Verilen metin =
________

Bu çerçevede, Birleşik Taşımacılık Çalışanları Sendikası İstanbul 1 Nolu Şubesi, Mimarlar Odası İstanbul Büyükkent Şubesi ve ICOMOS tarafından 2007 yılı içinde Haydarpaşa-Gebze ve Sirkeci-Halkalı arası demiryolu hattı ve çevresindeki kültür varlıklarının "demiryolu endüstri mirası" olarak koruma altına alınması için ilgili Kültür ve Tabiat Varlıkları Koruma Kurulları'na başvuru yapmıştır.Başvurumuzun üzerinden bir yıl geçmesine rağmen "bilimsel nitelikte, ulusal ve evrensel koruma hukuku ilkeleri doğrultusunda" hazırladığımız teklifimiz Kurullar tarafından henüz inceleme aşamasından geçirilerek sonuçlandırılamamıştır...
Öncelikle; İstanbul Tabiat ve Kültür Varlıkları Koruma Kurullarının; Haydarpaşa Gebze ve Sirkeci Halkalı arası demiryolu hattının ve bu hat üzerindeki tarihi yapıların "endüstriyel demiryolu mirası" olarak koruma altına alınması talebimizi bir an önce sonuçlandırmasını, konuyu değerlendirmeden Marmaray CR1 banliyö hatlarının üçlenmesi projesinin inşaatına başlanılmasına izin vermemesini bekliyoruz.

________

Fotoğraflar için nokta işaretlemeleri:
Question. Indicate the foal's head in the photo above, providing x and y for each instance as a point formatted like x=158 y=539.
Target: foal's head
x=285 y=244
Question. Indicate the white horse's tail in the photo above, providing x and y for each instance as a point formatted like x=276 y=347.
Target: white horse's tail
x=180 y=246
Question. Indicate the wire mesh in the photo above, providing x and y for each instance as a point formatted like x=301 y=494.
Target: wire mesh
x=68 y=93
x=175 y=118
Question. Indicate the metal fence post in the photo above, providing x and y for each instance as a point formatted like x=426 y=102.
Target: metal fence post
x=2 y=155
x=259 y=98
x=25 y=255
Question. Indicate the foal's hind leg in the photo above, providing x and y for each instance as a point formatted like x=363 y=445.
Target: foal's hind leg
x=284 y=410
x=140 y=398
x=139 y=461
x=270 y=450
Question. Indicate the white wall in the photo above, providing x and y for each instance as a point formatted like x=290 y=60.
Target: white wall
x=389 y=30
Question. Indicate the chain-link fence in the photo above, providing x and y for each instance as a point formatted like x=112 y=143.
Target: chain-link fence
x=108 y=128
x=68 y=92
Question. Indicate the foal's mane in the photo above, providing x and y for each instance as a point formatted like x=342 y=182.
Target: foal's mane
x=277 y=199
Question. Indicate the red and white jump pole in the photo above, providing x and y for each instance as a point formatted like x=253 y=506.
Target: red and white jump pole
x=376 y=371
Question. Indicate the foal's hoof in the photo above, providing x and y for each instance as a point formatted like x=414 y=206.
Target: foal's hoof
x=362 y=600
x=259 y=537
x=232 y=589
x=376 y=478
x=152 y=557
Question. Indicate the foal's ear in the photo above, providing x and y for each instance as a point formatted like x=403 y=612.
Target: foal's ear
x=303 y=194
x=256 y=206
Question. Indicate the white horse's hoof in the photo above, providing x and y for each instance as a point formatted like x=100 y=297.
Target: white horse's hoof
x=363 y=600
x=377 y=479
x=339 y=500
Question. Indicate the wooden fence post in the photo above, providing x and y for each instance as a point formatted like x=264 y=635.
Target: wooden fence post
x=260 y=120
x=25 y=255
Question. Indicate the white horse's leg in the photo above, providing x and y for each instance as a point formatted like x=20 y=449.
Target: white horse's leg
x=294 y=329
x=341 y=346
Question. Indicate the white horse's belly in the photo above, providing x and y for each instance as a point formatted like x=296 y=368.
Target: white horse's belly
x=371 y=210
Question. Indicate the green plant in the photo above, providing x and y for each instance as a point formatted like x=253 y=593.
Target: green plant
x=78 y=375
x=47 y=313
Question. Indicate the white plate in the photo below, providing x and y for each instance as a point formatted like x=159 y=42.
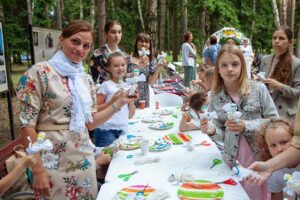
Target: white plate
x=160 y=145
x=151 y=119
x=164 y=112
x=161 y=125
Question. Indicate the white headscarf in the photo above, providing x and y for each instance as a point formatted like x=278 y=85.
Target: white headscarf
x=82 y=101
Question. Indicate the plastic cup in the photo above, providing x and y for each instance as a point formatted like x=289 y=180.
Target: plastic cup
x=142 y=104
x=144 y=147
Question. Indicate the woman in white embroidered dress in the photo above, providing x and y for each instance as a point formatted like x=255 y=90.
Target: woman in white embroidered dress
x=58 y=98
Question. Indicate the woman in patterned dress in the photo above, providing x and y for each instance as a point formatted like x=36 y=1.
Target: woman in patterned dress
x=143 y=59
x=98 y=65
x=58 y=98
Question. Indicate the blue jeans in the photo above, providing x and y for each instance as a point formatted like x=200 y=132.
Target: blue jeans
x=104 y=138
x=189 y=74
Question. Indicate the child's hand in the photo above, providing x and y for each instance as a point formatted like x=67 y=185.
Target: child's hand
x=186 y=117
x=117 y=95
x=273 y=84
x=233 y=126
x=143 y=62
x=263 y=169
x=205 y=127
x=103 y=159
x=29 y=161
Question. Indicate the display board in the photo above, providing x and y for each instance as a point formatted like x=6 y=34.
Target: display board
x=45 y=43
x=3 y=74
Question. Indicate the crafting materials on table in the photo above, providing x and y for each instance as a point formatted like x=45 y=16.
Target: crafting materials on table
x=147 y=160
x=160 y=144
x=131 y=142
x=163 y=111
x=229 y=181
x=144 y=147
x=151 y=119
x=200 y=189
x=161 y=125
x=134 y=191
x=126 y=177
x=178 y=138
x=240 y=173
x=204 y=143
x=215 y=163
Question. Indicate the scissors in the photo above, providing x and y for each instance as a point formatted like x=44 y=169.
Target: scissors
x=227 y=182
x=204 y=143
x=216 y=162
x=126 y=177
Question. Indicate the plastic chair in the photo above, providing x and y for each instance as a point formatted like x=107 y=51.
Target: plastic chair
x=168 y=99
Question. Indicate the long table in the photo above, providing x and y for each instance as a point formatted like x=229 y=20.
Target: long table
x=177 y=160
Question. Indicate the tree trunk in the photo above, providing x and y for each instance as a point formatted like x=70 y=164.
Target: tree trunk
x=62 y=12
x=162 y=25
x=283 y=12
x=203 y=16
x=275 y=12
x=141 y=15
x=58 y=11
x=29 y=12
x=298 y=42
x=291 y=18
x=92 y=13
x=174 y=34
x=169 y=20
x=7 y=55
x=253 y=19
x=151 y=6
x=184 y=16
x=102 y=21
x=80 y=10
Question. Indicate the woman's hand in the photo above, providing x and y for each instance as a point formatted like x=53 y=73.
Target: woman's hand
x=233 y=126
x=263 y=169
x=143 y=62
x=186 y=117
x=204 y=126
x=273 y=84
x=125 y=99
x=103 y=159
x=117 y=95
x=41 y=183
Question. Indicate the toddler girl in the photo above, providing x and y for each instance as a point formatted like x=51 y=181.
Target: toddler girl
x=190 y=120
x=273 y=138
x=108 y=92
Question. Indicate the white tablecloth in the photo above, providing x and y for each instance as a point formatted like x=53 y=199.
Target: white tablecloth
x=176 y=160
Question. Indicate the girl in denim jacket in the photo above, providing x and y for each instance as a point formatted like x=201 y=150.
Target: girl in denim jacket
x=253 y=100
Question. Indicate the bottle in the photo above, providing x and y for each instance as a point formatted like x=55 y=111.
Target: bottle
x=133 y=82
x=157 y=105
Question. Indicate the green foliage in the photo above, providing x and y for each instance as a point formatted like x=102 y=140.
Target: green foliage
x=16 y=29
x=231 y=13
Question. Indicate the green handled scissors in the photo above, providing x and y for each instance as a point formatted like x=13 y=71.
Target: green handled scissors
x=216 y=162
x=126 y=177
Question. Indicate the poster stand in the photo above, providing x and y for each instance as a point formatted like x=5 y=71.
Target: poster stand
x=3 y=80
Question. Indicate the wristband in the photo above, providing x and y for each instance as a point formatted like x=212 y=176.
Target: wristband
x=115 y=107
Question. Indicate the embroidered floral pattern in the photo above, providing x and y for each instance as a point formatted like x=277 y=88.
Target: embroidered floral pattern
x=49 y=102
x=83 y=164
x=67 y=111
x=45 y=99
x=27 y=114
x=77 y=189
x=50 y=160
x=25 y=87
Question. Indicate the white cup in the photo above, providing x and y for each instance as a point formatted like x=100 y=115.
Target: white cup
x=144 y=147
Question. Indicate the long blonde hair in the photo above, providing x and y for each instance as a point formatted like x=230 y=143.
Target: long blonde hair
x=218 y=82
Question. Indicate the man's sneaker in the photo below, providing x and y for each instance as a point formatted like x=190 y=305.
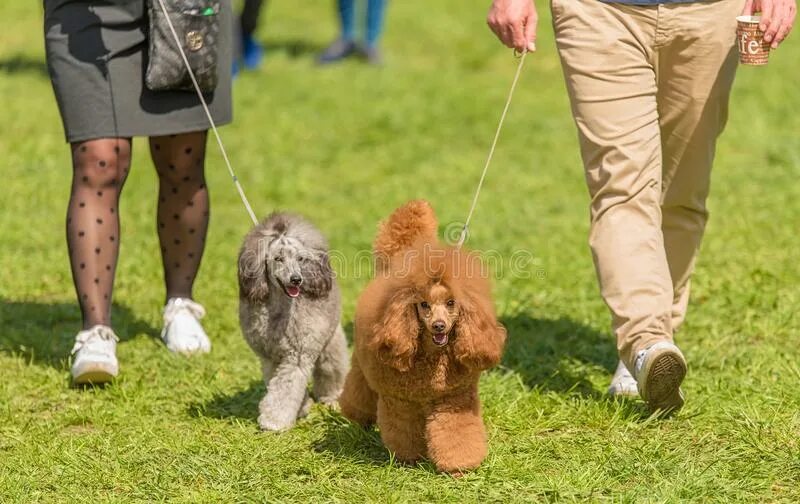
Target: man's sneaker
x=337 y=51
x=182 y=331
x=623 y=384
x=659 y=371
x=95 y=356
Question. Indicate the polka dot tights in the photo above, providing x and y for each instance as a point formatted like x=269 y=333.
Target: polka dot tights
x=100 y=168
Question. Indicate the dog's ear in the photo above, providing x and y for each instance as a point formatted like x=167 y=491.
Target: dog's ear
x=479 y=336
x=396 y=334
x=253 y=283
x=317 y=275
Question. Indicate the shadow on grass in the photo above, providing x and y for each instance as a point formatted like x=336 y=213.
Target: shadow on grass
x=344 y=439
x=294 y=48
x=19 y=64
x=242 y=404
x=43 y=333
x=558 y=354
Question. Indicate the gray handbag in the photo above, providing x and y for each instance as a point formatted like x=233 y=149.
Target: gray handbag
x=197 y=24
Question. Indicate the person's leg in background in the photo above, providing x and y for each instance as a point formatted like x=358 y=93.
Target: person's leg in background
x=345 y=45
x=251 y=52
x=183 y=215
x=608 y=57
x=696 y=73
x=100 y=168
x=376 y=15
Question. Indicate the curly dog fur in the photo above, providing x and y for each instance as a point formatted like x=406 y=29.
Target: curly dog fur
x=289 y=310
x=425 y=328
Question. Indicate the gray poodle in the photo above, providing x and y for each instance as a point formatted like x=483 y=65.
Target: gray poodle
x=289 y=309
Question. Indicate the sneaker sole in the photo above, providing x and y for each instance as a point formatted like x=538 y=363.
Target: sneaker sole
x=93 y=376
x=664 y=374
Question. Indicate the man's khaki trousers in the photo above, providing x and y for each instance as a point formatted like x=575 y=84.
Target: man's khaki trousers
x=649 y=88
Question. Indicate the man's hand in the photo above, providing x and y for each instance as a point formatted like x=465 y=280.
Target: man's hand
x=777 y=18
x=514 y=22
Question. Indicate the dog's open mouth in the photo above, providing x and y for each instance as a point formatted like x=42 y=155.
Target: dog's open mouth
x=292 y=290
x=440 y=339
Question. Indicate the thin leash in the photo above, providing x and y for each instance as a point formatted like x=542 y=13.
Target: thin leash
x=465 y=229
x=208 y=114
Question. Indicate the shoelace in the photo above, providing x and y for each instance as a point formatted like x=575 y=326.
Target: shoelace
x=176 y=306
x=98 y=332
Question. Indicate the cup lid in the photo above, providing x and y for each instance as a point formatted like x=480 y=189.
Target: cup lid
x=748 y=19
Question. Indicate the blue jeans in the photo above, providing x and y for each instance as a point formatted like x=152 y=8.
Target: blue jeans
x=376 y=10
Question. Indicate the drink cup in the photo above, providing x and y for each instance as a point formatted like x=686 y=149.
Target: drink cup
x=753 y=49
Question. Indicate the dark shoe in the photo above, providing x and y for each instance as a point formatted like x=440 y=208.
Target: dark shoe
x=337 y=51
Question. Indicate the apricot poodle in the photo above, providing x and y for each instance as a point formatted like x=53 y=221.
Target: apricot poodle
x=425 y=328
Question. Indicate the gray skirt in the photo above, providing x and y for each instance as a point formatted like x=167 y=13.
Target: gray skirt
x=97 y=58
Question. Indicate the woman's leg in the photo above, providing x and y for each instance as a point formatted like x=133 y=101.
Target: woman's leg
x=100 y=168
x=345 y=45
x=347 y=15
x=182 y=224
x=376 y=13
x=183 y=208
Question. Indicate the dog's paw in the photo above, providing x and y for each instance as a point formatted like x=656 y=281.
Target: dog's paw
x=271 y=424
x=305 y=409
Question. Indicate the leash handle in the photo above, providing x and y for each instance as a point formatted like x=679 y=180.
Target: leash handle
x=239 y=188
x=465 y=229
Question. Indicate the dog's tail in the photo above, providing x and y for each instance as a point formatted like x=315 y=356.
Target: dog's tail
x=412 y=221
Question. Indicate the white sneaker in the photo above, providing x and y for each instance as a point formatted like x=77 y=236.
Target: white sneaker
x=95 y=356
x=623 y=384
x=182 y=331
x=659 y=371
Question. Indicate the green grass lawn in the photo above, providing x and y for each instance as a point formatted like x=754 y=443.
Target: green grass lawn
x=345 y=146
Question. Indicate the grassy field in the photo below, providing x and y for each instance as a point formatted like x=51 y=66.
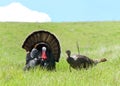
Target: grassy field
x=96 y=40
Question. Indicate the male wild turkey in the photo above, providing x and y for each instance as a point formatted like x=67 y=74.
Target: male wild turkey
x=80 y=61
x=42 y=49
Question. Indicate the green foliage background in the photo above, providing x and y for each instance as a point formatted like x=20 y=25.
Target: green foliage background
x=96 y=40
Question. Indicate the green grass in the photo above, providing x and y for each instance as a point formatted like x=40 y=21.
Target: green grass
x=96 y=40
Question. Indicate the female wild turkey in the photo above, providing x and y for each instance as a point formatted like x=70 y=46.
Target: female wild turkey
x=80 y=61
x=42 y=48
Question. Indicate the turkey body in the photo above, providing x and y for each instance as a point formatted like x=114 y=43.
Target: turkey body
x=80 y=61
x=44 y=46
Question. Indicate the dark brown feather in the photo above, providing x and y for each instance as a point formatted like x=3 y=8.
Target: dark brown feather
x=43 y=37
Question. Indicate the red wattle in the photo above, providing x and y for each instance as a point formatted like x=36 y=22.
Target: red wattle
x=44 y=56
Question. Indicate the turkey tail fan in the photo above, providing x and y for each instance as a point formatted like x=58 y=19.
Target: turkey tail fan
x=43 y=38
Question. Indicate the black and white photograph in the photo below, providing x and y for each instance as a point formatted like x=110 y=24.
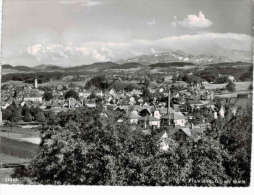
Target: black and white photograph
x=126 y=92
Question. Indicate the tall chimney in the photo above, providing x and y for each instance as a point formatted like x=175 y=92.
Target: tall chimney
x=1 y=56
x=169 y=98
x=35 y=83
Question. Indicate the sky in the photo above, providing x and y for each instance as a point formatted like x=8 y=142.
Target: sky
x=74 y=32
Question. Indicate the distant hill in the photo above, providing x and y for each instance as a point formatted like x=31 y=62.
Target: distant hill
x=180 y=56
x=107 y=66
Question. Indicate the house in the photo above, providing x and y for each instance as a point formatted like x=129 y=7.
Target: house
x=222 y=112
x=134 y=117
x=179 y=119
x=33 y=98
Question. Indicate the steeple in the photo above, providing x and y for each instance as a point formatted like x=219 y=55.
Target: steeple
x=169 y=99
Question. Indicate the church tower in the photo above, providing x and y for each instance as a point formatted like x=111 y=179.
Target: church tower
x=1 y=56
x=35 y=83
x=169 y=101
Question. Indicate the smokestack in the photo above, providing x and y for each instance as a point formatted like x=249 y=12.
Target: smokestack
x=169 y=98
x=35 y=83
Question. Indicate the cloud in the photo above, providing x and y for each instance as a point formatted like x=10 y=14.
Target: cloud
x=89 y=52
x=151 y=22
x=193 y=21
x=87 y=3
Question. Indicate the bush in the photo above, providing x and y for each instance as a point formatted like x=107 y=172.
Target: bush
x=71 y=94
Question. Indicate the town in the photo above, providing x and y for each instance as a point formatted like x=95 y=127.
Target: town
x=149 y=102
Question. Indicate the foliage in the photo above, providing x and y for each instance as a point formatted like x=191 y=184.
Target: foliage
x=48 y=95
x=99 y=82
x=87 y=146
x=28 y=117
x=230 y=86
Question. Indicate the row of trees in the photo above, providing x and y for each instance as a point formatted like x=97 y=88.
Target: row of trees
x=14 y=113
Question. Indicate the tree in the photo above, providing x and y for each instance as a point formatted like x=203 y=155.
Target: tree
x=40 y=117
x=109 y=153
x=231 y=86
x=48 y=96
x=71 y=94
x=28 y=117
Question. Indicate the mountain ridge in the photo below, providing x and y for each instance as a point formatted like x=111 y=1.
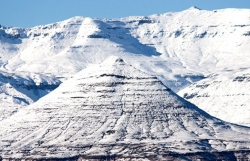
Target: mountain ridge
x=115 y=109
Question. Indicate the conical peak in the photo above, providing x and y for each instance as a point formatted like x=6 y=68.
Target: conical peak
x=112 y=66
x=113 y=60
x=194 y=8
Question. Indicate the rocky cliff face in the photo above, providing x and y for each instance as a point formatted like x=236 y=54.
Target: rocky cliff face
x=179 y=48
x=21 y=89
x=225 y=96
x=113 y=109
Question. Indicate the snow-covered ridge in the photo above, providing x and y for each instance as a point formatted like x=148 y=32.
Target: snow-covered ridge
x=115 y=109
x=224 y=95
x=179 y=48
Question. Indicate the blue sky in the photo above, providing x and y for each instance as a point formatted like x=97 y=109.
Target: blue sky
x=29 y=13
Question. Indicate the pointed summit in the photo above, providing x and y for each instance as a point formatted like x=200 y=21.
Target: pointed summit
x=114 y=109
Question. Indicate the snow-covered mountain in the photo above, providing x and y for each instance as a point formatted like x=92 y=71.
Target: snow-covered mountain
x=21 y=89
x=114 y=109
x=225 y=95
x=178 y=47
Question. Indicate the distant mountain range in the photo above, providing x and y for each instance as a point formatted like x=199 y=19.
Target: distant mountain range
x=116 y=110
x=203 y=55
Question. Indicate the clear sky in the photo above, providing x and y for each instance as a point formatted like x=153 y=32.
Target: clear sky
x=29 y=13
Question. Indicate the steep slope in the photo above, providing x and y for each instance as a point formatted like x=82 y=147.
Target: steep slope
x=178 y=48
x=223 y=95
x=21 y=89
x=114 y=109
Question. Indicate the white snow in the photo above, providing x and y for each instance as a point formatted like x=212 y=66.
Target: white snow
x=113 y=104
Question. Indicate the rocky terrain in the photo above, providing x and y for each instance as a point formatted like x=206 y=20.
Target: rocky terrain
x=113 y=109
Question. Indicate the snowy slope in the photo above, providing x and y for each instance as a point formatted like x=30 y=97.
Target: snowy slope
x=224 y=95
x=115 y=109
x=21 y=89
x=179 y=48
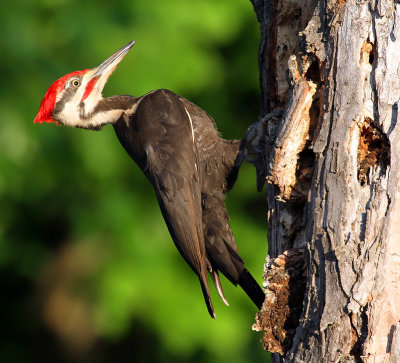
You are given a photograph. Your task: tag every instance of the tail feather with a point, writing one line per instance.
(218, 286)
(207, 297)
(251, 288)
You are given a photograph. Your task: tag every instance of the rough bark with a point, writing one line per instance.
(331, 165)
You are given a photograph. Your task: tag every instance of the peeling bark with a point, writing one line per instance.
(332, 171)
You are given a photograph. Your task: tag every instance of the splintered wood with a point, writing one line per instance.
(292, 139)
(285, 279)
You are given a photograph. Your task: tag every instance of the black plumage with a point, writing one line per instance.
(177, 146)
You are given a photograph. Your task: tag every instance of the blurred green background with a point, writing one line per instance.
(88, 271)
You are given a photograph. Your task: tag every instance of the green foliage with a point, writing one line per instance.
(85, 256)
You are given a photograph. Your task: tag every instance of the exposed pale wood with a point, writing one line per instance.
(346, 167)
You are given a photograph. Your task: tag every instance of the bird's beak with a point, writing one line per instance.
(105, 69)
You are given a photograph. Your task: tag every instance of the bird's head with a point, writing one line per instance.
(75, 99)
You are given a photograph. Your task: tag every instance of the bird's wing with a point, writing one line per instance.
(172, 167)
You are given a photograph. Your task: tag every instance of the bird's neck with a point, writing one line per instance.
(109, 110)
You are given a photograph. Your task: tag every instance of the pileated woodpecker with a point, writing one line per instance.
(177, 146)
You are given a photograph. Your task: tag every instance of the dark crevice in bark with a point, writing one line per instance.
(356, 350)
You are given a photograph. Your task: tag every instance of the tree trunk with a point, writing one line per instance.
(331, 163)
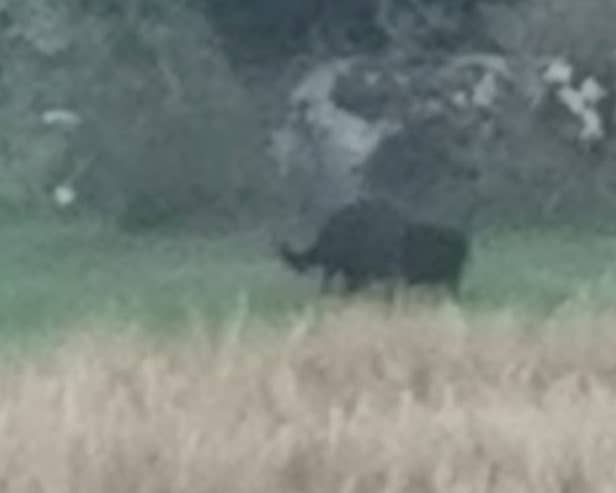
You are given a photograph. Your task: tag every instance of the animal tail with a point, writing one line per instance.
(299, 261)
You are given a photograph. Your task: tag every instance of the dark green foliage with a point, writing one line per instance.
(268, 30)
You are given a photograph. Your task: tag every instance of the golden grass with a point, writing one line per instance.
(415, 400)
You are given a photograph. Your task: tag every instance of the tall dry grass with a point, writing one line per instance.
(414, 400)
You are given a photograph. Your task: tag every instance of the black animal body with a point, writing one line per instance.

________

Yapılacak işler =
• A. Demiryolu mirası metnine göre 2007 yılında Koruma Kurulları'na başvuru yapan kuruluşların hepsini sıralayın.
• B. Demiryolu mirası metninde "Bu çerçevede, Birleşik" sözlerinin geçtiği yerden başlayan ve "aşamasından geçirilerek sonuçlandırılamamıştır..." sözleriyle biten bölümü değiştirmeden yazdırın.
• C. Demiryolu mirası metnine göre şu soruları cevaplayın:
(i) Koruma başvurusu hangi yıl yapıldı?
(ii) Başvurunun üzerinden ne kadar zaman geçmiştir?
(iii) Konu değerlendirilmeden inşaatına başlanmasına izin verilmemesi beklenen proje hangisidir?

Görev görev cevaplar =
• A.
- Birleşik Taşımacılık Çalışanları Sendikası İstanbul 1 Nolu Şubesi
- Mimarlar Odası İstanbul Büyükkent Şubesi
- ICOMOS

• B.
Bu çerçevede, Birleşik Taşımacılık Çalışanları Sendikası İstanbul 1 Nolu Şubesi, Mimarlar Odası İstanbul Büyükkent Şubesi ve ICOMOS tarafından 2007 yılı içinde Haydarpaşa-Gebze ve Sirkeci-Halkalı arası demiryolu hattı ve çevresindeki kültür varlıklarının "demiryolu endüstri mirası" olarak koruma altına alınması için ilgili Kültür ve Tabiat Varlıkları Koruma Kurulları'na başvuru yapmıştır.Başvurumuzun üzerinden bir yıl geçmesine rağmen "bilimsel nitelikte, ulusal ve evrensel koruma hukuku ilkeleri doğrultusunda" hazırladığımız teklifimiz Kurullar tarafından henüz inceleme aşamasından geçirilerek sonuçlandırılamamıştır...

• C.
(i) 2007
(ii) Bir yıl
(iii) Marmaray CR1 banliyö hatlarının üçlenmesi projesi